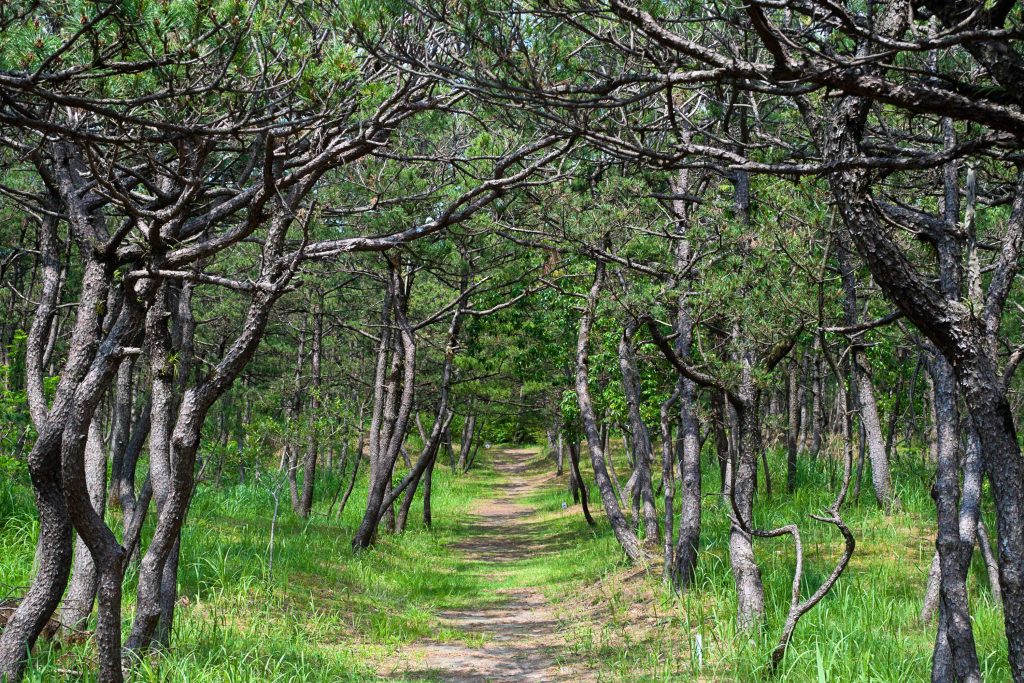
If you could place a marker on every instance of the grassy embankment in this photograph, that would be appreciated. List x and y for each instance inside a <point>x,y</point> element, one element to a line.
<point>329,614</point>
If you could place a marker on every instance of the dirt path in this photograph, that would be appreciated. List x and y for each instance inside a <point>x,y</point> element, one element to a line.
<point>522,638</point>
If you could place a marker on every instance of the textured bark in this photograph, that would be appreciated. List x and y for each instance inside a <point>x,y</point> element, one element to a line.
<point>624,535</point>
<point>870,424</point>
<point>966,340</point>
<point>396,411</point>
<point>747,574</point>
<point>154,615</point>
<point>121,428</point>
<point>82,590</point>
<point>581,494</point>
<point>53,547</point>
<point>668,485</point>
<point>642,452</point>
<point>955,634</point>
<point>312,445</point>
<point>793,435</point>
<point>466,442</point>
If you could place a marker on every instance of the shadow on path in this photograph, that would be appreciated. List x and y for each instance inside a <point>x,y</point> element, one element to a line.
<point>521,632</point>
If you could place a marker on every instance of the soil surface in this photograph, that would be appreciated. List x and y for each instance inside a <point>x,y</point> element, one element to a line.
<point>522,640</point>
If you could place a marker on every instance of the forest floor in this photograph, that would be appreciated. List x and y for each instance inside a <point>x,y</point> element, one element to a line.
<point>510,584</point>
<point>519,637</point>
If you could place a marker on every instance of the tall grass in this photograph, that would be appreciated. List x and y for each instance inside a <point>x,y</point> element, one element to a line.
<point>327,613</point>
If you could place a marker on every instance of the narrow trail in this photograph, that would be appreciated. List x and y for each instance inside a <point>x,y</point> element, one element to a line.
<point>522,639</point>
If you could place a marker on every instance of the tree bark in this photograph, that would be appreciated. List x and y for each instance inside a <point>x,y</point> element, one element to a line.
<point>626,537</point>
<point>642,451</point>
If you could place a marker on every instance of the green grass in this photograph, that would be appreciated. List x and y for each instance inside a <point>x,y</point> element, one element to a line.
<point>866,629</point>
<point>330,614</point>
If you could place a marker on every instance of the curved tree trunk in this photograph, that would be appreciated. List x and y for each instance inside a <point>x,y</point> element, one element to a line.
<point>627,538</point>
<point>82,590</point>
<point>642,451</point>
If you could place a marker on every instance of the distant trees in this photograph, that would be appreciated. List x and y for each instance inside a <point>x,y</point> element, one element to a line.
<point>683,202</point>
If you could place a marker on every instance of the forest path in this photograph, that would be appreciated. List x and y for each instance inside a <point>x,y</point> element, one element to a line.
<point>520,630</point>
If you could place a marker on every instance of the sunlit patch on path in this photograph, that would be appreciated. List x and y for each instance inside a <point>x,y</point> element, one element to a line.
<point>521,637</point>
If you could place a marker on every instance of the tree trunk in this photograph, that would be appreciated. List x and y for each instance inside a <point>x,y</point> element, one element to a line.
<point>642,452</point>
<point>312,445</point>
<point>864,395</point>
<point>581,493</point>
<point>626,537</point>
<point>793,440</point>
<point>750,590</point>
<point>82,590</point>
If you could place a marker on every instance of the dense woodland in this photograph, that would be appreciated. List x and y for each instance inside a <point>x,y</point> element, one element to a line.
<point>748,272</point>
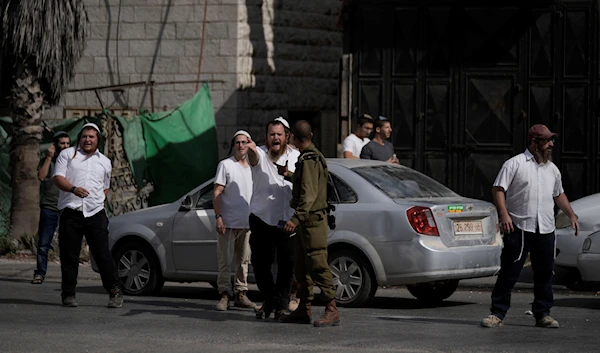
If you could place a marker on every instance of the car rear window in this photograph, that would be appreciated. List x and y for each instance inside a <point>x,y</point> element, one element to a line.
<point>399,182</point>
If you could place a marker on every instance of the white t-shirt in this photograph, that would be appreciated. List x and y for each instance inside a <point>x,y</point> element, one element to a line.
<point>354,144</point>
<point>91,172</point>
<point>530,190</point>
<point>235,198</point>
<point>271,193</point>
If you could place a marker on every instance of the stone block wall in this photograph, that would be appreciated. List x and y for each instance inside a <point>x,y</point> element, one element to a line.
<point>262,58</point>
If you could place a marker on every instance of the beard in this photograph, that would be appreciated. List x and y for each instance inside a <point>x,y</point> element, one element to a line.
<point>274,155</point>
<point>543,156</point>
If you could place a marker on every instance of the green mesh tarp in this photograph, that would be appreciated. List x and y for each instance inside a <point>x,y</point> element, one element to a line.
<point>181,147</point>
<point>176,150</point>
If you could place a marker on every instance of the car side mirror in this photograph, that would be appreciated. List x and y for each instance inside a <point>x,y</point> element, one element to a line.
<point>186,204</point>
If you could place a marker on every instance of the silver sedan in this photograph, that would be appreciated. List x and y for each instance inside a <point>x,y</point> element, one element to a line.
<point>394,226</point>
========================
*Your objective*
Output the records above character for character, but leave each image out.

*Response for this exercise*
If you could place a marker on every instance of the grassy embankment in this photograph, that would be appreciated. List x and y for each instance inside a <point>x,y</point> element, one element to a line.
<point>329,614</point>
If you could place a marker on every instance of the dirt path in this photograph, that would be appreciated. List x and y for each instance inside a <point>x,y</point> element, one element to a line.
<point>522,638</point>
If you could place a marker on every instance of the textured bark in this photograph, that would be appreciated. List x and y for each instance inside a <point>x,y</point> element, one element to a line.
<point>624,535</point>
<point>870,424</point>
<point>966,340</point>
<point>396,411</point>
<point>747,574</point>
<point>154,615</point>
<point>121,428</point>
<point>82,590</point>
<point>581,494</point>
<point>53,547</point>
<point>668,485</point>
<point>642,452</point>
<point>955,634</point>
<point>312,445</point>
<point>793,435</point>
<point>466,442</point>
If you could place a marker on every instance of the shadow on path in this photograph, that would be appreciated. List x and y for each instance inside a <point>x,y</point> element, one element to a line.
<point>521,632</point>
If you could place a marker on every instance of the soil surface in this photograph, that would be appreciated. List x and y for each instance inside a <point>x,y</point> element, one element to a line.
<point>522,640</point>
If you could place a marker on every instance of the forest floor in this photograph, that would be appreciated. List x and y for each instance inside a <point>x,y</point> element, one element to a line.
<point>510,584</point>
<point>519,637</point>
If you could place a marker on every instance of the tall grass in this photograph, that would be appreciated. List x and y for each instance inside a <point>x,y</point> element, one element to a line.
<point>327,613</point>
If you could place a marker on every instance of the narrow trail in this photograph, that would be appreciated. List x and y for each instance inside a <point>x,y</point> element, one element to a line.
<point>522,639</point>
If you could place a marker on every instance of the tree bark in this photograph, that would be appreciated. List x and y for each instance inside a <point>x,y</point> element, one element to a line.
<point>626,537</point>
<point>642,451</point>
If you could place a marker on every instance of the green grass in this photograph, that would be appreciated. List x and y for each instance inside a <point>x,y</point> element, one element to a line.
<point>866,629</point>
<point>330,614</point>
If you could place a marker on every instance of the curved tree trunk in this photograph, that would be appreciated. List x and y for each instance inside a <point>x,y</point> element, one element to a line.
<point>627,538</point>
<point>82,590</point>
<point>642,451</point>
If you could place a marker on every instance of the distant trees in this photograph, that would be appreciated. List x and y for each instance inside a <point>x,y</point> element, one element to a line.
<point>683,202</point>
If you could place a marker on every instance of the forest path in this photograph, that would be appreciated. List x and y for each instance inside a <point>x,y</point> element, one element to a line.
<point>520,630</point>
If you could place a marker on every instance of the sunlit patch on path in this photograph, that would be appreciated. List x and y for each instance inside a <point>x,y</point> element, one element to a line.
<point>521,637</point>
If you could place a marker on every instance of the tree trunk in this photograph, that would be appreciated. List x and y for each instance inside a <point>x,y</point> element, one element to a line.
<point>642,452</point>
<point>312,445</point>
<point>864,395</point>
<point>581,493</point>
<point>626,537</point>
<point>793,440</point>
<point>750,590</point>
<point>82,590</point>
If you could place a marker on every instance of the dense woodland in this photograph, that would be appreciated. List x and y for each instance inside a <point>x,y</point> element, one element to a line.
<point>748,272</point>
If you could place a marker on every instance of the car rear window in this photograph, that would be appreciated. List x and y for each instance inside a <point>x,y</point> element, one element to a line.
<point>399,182</point>
If you could place a marker on every instance of the white t-shirt in this photograph, that would be appreciated. List x and y for each instance inside a <point>x,y</point> element, one element to a line.
<point>354,144</point>
<point>91,172</point>
<point>530,190</point>
<point>235,198</point>
<point>271,193</point>
If you could place a marker on every instance of the stone block wall in this photograph, that would be appreciated. List x and y for each instance inside a <point>x,y</point> element, one element to a line.
<point>262,58</point>
If you could place a marker on every instance of the beard in this photograph, that would be appreciated. List x and y for each instance inside a <point>x,y</point> element, one element to a line.
<point>274,155</point>
<point>543,156</point>
If you could place a marker on every instance of the green mesh tarp in this photograph, that would be appreciated. List x and y for each instance inside a <point>x,y</point> element, one element to a line.
<point>181,147</point>
<point>176,150</point>
If you could place a marker on every instance of the car side mirror in this photograph, that would be appreciated. List x and y for each instance inside a <point>x,y</point> element, one element to a line.
<point>186,204</point>
If you could place a marker on every instance of the silver sedan in this photograph, that would be appreciated. List x and y for each instance inside a <point>x,y</point> element, one element to a line.
<point>394,226</point>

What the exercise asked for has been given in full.